Answer these questions using the page extract on marriage as an ascetic practice:
(a) In which journal, volume, issue, and season did the article appear?
(b) According to the text, what does the vulnerability of monasticism bear primary testimony to?
(c) What does the article conclude with?

PAGE EXTRACT -
########################################
|previous article in this issue||next article in this issue|
Document Details :
Title: Marriage as an Ascetic Practice
Author(s): ROGERS, Eugene F. Jr.
Journal: Marriage, Families & Spirituality
Volume: 11 Issue: 1 Date: Spring 2005
The article looks at the role of marriage in promoting holiness in people. Particularly it takes up the question of how it is that God brings people to sanctification in and through human sexuality. Christians claim a beneficial role for marriage in leading people to God. They thus claim that marriage transforms people by beginning to take them up into a life of community that participates, however remotely, in the community of One who loves, One who is loved, and One who celebrates, witnesses, and guarantees that love in the face (after the incarnation) of earthly difficulty and death. All forms of human commitedness to one another lead people on the path to holiness. Both traditional forms of sexuality, marriage and monasticism, involve a radical commitment of the body in regard to an other or others with whom life is shared, opening those involved to the radical vulnerability required in order to allow God's transformative love to work upon the person. The vulnerability of monasticism bears primary testimony that sexuality and all bodily desires find their enjoyment finally in God. In marriage, the spouses donate their bodies to one another to give time and space to sanctification's work. They do so also as a gift to the wider community to which they belong: they provide a model of embodied reconciliation and a place of hospitality to others, including their own or adopted children. In fact the scriptures and the Church's tradition often use marital metaphors to describe the kind of relationship to God that is the goal of both marriage and monasticism. The ascetic journey in monasticism is the intensification of desires as they become more and more focused on God. This is as well the ascetic journey that should be lived out in marriage. Both marriage and monasticism then engage the person in the discipline (ascesis) of holiness either through the radical commitment to one other or the communal commitment to every other and to God. Marriage as a path to holiness is best understood as a fundamentally ascetic practice in which human desire is elevated to participation in the love of God. The article concludes with a meditation on how same-sex couples participate in this same elevation of desire found in traditionally conceived marriages. It seems, the author contends, that God is drawing homosexual persons to the same ascetic participation in divine love in and through their same-sex desires as these are embedded in lasting relationships.
########################################
[Dataset entries]

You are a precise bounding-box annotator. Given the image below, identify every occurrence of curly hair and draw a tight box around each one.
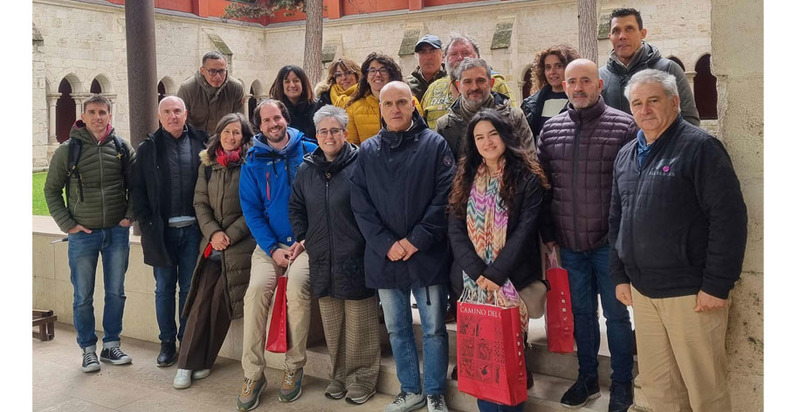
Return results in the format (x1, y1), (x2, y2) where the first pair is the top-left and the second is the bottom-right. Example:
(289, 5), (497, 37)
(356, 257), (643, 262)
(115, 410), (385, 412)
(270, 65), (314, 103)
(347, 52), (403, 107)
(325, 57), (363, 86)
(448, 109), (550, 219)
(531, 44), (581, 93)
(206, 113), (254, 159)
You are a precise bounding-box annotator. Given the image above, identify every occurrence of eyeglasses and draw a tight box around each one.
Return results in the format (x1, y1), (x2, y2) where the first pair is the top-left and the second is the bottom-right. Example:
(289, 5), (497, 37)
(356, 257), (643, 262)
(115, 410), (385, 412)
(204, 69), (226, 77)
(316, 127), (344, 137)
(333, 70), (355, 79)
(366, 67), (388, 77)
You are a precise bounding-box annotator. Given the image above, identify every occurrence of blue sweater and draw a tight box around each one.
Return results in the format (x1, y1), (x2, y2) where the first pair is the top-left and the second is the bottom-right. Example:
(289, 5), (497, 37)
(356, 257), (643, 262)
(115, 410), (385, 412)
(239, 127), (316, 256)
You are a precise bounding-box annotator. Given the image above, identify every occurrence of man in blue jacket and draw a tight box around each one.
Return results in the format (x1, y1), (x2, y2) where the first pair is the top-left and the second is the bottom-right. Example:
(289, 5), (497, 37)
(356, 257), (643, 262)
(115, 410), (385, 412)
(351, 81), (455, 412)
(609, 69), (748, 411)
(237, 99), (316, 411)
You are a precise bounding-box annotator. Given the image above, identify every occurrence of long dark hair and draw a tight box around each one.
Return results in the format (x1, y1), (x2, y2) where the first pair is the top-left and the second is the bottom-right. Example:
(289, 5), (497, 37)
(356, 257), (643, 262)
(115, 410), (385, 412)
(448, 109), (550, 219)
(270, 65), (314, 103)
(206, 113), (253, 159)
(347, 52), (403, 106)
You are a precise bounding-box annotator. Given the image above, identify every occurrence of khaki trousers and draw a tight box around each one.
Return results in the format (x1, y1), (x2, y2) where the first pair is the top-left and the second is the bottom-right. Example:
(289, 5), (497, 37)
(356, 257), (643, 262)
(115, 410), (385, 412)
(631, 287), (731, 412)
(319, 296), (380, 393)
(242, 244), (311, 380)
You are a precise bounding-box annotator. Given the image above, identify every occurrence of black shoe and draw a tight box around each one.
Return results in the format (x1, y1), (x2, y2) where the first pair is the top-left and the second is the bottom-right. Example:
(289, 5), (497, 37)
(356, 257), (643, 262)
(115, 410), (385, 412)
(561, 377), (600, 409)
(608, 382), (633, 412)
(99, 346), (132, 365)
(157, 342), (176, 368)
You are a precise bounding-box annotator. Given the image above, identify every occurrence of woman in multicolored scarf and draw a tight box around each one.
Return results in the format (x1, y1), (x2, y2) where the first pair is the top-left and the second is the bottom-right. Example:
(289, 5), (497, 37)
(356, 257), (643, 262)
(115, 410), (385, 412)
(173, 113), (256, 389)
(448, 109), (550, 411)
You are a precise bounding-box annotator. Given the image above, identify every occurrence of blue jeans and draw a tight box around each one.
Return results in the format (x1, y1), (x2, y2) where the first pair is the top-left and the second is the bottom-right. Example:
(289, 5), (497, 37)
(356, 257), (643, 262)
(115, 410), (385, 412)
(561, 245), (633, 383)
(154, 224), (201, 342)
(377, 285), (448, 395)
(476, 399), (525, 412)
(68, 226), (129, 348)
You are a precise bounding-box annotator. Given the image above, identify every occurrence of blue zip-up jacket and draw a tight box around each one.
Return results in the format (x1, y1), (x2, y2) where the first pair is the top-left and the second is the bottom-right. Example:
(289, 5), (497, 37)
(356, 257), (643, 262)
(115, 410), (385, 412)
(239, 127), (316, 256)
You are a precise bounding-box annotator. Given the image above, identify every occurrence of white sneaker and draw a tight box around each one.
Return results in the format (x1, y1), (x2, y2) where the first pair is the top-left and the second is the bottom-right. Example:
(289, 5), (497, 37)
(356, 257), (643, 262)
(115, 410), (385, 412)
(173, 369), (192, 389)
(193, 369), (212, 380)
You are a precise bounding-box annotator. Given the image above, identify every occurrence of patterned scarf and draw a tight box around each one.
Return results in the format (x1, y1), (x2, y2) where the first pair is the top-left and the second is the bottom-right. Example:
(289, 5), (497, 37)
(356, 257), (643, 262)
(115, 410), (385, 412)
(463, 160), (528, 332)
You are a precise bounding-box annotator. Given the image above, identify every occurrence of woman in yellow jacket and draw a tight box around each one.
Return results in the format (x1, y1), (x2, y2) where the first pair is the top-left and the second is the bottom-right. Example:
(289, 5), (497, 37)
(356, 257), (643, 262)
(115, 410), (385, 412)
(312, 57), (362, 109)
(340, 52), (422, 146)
########################################
WRITTEN SOLUTION -
(a) The article appeared in Marriage, Families & Spirituality, Volume 11, Issue 1, Spring 2005.
(b) It bears primary testimony that sexuality and all bodily desires find their enjoyment finally in God.
(c) The article concludes with a meditation on how same-sex couples participate in the same elevation of desire found in traditionally conceived marriages.